What is required: Reproduce the rows below verbatim, from the line that contains "Indicate every instance of the building" through the end of the rows, including both ends.

Listed records:
_ _ _ _

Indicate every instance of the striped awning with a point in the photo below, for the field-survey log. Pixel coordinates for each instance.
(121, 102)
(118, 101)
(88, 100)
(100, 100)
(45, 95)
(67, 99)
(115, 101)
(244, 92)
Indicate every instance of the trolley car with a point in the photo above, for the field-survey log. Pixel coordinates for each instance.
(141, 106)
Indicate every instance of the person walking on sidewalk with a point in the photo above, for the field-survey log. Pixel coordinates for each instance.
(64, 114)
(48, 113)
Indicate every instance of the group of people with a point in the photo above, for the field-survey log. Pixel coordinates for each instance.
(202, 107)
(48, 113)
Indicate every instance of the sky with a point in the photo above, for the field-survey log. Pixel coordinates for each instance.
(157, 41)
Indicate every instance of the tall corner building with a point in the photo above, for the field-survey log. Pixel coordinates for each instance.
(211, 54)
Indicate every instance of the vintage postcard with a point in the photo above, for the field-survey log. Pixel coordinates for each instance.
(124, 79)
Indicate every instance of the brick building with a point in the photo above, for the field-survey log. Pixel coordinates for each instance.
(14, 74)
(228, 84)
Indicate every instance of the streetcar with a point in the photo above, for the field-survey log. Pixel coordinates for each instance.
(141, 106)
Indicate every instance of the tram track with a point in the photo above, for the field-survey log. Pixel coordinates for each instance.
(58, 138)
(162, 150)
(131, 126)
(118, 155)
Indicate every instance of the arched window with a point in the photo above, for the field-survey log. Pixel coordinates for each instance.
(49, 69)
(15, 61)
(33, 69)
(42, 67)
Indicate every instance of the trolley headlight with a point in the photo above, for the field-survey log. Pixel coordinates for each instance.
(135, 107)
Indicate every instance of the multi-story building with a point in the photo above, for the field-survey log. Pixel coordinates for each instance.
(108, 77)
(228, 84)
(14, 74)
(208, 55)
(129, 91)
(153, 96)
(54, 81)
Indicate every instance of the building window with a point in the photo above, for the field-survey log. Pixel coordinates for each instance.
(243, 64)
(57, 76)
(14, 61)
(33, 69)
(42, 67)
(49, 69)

_ _ _ _

Final answer:
Indicate every instance of the building window with a point in the photo above, for the field-survey log. Pixel coordinates for each instance.
(243, 64)
(57, 76)
(14, 61)
(33, 69)
(42, 67)
(49, 69)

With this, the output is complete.